Problem requirements
Nothing but the lines from the first line of the material below through the line that holds "Mark the sea spray with a point." should be set down, exactly and with pictures left out.

+ + + +

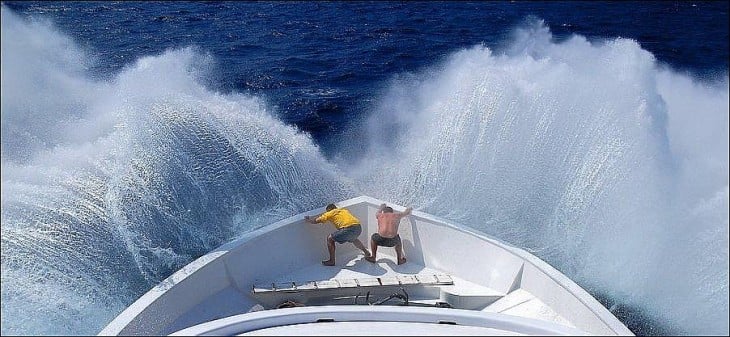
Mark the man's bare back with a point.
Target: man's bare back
(387, 235)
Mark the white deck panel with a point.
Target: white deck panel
(378, 329)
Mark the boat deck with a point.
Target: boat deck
(354, 276)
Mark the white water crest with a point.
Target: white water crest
(110, 186)
(590, 154)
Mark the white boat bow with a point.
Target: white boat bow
(457, 281)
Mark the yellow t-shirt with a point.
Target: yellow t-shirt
(340, 217)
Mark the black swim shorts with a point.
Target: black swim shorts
(385, 242)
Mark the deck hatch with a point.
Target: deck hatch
(288, 287)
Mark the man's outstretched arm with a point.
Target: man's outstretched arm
(312, 220)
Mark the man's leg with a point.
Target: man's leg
(374, 248)
(399, 253)
(362, 247)
(331, 250)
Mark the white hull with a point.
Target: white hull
(497, 289)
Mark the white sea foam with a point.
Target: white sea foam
(590, 154)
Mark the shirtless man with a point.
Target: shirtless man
(387, 235)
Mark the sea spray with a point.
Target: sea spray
(110, 186)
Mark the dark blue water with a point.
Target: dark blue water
(137, 136)
(321, 63)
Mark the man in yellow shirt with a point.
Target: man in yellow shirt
(348, 230)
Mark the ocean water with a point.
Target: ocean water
(137, 136)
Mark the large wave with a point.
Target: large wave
(591, 155)
(108, 187)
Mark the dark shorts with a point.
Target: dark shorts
(385, 242)
(347, 234)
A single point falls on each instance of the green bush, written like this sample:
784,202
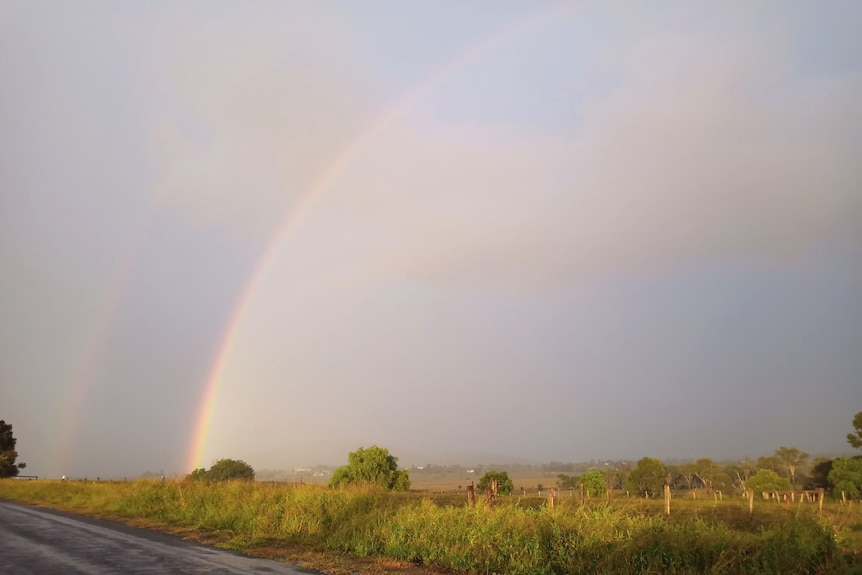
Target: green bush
372,466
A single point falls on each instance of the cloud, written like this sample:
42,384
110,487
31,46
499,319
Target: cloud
249,114
701,151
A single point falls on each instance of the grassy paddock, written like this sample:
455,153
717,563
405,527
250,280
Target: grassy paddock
518,535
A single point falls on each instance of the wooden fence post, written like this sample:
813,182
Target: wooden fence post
750,502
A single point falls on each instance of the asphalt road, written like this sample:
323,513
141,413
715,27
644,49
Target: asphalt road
47,542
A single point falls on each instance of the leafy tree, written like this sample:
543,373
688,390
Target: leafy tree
224,470
8,455
647,477
846,476
594,483
504,484
199,474
230,469
855,439
372,466
820,474
767,480
791,459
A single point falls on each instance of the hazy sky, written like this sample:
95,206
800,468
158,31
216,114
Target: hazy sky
460,230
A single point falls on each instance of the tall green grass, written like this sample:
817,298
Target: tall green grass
516,536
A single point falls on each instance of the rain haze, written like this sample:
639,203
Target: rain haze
277,231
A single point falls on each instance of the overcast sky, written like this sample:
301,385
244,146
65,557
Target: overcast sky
459,230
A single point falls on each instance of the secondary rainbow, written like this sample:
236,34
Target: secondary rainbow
342,160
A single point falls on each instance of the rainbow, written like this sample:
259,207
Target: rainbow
294,219
86,369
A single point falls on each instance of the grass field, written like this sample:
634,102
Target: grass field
342,531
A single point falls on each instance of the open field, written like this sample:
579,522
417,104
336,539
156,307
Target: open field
407,532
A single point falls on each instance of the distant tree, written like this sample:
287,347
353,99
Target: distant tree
855,438
372,466
791,459
8,455
594,482
224,470
647,477
819,478
740,472
846,476
504,484
767,480
566,481
198,474
230,469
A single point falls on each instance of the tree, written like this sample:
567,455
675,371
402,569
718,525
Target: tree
767,480
846,476
224,470
8,455
820,473
594,483
504,484
855,439
372,466
230,469
647,477
791,458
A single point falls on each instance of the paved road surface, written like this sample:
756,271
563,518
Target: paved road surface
46,542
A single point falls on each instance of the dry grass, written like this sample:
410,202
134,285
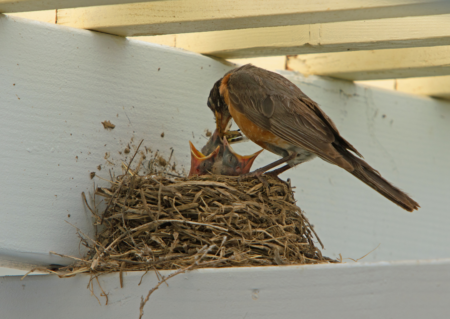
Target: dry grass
156,222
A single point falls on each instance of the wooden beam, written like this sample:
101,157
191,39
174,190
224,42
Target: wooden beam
187,16
437,86
375,65
9,6
48,16
319,38
273,63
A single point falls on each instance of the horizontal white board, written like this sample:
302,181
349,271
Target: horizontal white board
367,290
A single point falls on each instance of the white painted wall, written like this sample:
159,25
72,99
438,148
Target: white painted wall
68,81
366,290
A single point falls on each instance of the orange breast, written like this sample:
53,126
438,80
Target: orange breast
254,132
251,130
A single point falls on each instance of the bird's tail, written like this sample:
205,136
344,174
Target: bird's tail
372,177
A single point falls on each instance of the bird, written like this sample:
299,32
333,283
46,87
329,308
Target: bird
274,113
218,157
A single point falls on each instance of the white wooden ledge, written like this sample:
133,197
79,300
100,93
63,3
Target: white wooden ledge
58,84
411,289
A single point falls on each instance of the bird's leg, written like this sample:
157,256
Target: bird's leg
262,170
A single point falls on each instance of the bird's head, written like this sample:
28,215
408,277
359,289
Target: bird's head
220,109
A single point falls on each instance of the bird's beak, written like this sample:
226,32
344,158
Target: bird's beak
234,164
222,122
201,164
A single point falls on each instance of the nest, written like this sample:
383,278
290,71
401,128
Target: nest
156,222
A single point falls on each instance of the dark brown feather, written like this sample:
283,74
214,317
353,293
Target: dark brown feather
275,104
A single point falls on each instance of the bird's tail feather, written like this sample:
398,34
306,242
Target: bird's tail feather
365,173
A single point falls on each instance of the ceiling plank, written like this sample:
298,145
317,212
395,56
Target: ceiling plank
375,64
10,6
318,38
187,16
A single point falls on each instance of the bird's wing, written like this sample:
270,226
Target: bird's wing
275,104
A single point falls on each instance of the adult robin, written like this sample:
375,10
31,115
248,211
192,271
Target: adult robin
218,157
275,114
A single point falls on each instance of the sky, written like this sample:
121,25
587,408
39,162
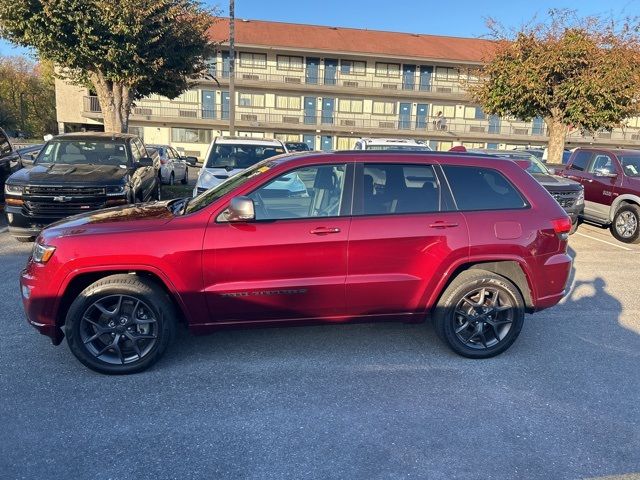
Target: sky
442,17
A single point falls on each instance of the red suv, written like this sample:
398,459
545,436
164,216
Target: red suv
471,242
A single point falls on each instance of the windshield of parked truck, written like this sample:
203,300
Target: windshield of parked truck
630,165
213,194
83,152
234,156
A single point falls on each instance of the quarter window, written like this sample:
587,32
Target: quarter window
476,188
307,192
398,188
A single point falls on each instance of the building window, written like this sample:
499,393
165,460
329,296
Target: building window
191,135
384,108
353,67
350,106
253,60
447,74
284,102
346,143
286,62
138,131
287,137
251,100
387,69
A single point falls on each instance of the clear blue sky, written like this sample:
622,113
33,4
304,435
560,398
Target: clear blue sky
444,17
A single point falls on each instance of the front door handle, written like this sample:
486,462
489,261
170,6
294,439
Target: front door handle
325,230
442,224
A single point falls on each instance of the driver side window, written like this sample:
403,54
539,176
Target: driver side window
306,192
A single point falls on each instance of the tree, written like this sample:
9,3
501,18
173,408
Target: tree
124,50
27,96
574,73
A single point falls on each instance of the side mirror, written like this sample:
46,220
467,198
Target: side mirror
241,210
144,162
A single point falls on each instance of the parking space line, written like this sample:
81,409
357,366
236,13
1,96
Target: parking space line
604,241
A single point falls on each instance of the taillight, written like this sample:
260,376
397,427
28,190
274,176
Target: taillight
562,227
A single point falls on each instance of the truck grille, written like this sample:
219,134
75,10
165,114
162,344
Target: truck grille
565,199
70,191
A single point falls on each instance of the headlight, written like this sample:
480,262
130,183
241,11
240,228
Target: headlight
13,189
115,190
42,253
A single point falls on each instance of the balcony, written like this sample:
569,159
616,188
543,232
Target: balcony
299,80
360,124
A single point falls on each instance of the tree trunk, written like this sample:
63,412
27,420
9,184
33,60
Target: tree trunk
557,135
115,103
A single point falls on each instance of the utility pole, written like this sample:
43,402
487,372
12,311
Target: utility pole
232,68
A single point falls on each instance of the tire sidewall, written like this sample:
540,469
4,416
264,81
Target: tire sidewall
635,238
162,309
445,316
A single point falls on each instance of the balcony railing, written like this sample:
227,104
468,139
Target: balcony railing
392,85
361,123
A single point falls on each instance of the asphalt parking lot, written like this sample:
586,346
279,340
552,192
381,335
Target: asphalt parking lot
353,401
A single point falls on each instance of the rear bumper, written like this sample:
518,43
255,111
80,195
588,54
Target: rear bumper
556,272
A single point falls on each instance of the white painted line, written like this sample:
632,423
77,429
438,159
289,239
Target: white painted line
604,241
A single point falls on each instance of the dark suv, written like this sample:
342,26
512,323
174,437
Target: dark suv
470,242
76,173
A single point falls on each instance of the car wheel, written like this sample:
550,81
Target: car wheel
120,324
625,224
480,314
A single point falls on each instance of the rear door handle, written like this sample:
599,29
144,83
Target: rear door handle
442,224
325,230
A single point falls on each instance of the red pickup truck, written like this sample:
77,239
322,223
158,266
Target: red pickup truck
611,180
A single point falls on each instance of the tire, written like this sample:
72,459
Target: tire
626,224
111,315
498,315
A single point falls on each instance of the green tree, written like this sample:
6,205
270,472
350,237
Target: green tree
27,96
573,72
124,50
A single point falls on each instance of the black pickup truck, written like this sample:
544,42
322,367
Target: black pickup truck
76,173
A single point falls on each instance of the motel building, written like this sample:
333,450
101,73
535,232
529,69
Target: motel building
327,87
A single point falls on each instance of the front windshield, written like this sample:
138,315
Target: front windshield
239,156
213,194
78,152
412,148
630,165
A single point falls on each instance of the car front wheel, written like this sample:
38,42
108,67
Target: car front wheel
480,314
120,324
625,224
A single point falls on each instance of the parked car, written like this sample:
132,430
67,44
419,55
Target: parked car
297,147
76,173
568,193
173,166
611,180
228,156
391,144
472,242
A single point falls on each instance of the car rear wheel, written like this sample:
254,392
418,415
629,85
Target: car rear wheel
120,324
626,222
480,314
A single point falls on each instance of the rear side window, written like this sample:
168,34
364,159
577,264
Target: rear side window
581,161
400,188
476,188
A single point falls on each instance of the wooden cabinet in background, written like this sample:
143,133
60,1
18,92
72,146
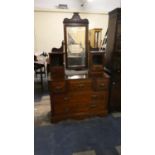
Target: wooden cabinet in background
74,93
113,58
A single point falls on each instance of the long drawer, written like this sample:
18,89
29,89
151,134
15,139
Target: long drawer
79,85
76,103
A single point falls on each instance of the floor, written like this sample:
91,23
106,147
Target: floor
93,136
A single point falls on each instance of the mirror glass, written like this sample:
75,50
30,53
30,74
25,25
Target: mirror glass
76,46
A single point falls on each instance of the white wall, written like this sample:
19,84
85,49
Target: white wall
95,5
48,27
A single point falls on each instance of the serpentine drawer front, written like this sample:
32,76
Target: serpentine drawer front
79,98
100,84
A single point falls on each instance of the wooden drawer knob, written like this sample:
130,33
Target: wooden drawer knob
58,88
93,105
94,96
66,110
102,85
81,85
65,98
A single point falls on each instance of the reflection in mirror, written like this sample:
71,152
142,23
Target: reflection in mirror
76,50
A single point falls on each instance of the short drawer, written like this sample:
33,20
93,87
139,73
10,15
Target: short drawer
58,86
61,109
100,84
79,85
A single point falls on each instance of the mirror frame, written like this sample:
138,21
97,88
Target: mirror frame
76,21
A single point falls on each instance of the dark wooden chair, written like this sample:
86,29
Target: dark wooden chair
39,68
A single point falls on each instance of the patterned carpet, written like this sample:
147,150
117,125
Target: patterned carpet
103,135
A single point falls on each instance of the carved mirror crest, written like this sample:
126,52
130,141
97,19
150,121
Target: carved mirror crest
76,42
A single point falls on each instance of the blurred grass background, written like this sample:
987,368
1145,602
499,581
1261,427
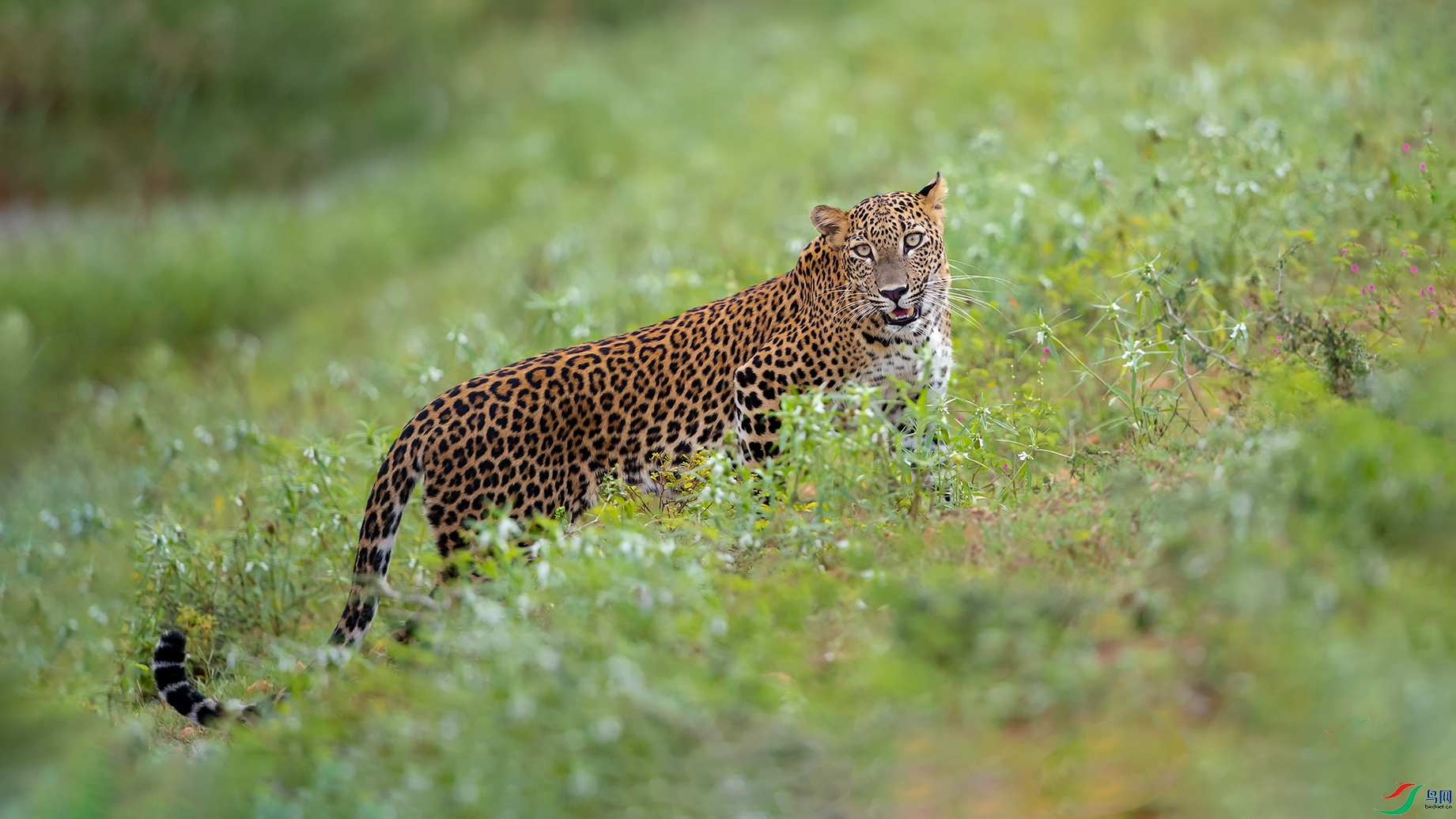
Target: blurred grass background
239,242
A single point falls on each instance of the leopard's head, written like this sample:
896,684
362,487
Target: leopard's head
893,254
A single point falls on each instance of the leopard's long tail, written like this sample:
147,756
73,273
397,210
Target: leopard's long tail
398,476
169,671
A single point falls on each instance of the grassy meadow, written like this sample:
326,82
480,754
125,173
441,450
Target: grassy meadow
1187,549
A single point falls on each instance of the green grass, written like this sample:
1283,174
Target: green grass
1135,575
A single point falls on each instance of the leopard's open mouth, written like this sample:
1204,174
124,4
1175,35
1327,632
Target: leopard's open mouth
902,316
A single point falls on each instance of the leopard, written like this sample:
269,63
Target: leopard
867,303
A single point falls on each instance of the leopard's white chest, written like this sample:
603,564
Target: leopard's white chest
921,365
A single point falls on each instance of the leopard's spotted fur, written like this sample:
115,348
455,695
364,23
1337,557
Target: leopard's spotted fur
539,436
867,303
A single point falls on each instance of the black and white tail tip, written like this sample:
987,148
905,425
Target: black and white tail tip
169,671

+ + + +

Solution for this problem
Mark the man's bare back with a point.
Target: man's bare back
(387, 235)
Mark the white deck panel with a point.
Target: white deck panel
(378, 329)
Mark the boat deck with a point.
Target: boat deck
(354, 276)
Mark the white water crest with a point.
Target: white water crest
(110, 186)
(590, 154)
Mark the white boat bow with a point.
Target: white boat bow
(457, 281)
Mark the yellow t-shirt with a point.
Target: yellow t-shirt
(340, 217)
Mark the black swim shorts with a point.
Target: black swim shorts
(385, 242)
Mark the deck hatch with a point.
Target: deck hatch
(288, 287)
Mark the man's outstretched arm with a point.
Target: man's outstretched arm
(312, 220)
Mark the man's leg with a point.
Target: man's leg
(374, 248)
(399, 253)
(362, 247)
(331, 250)
Mark the white hull with a point.
Target: white hull
(497, 289)
Mark the white sea foam with a point.
Target: white sea foam
(590, 154)
Mark the shirtless man with a point.
Target: shirtless man
(387, 235)
Mark the sea spray with a point.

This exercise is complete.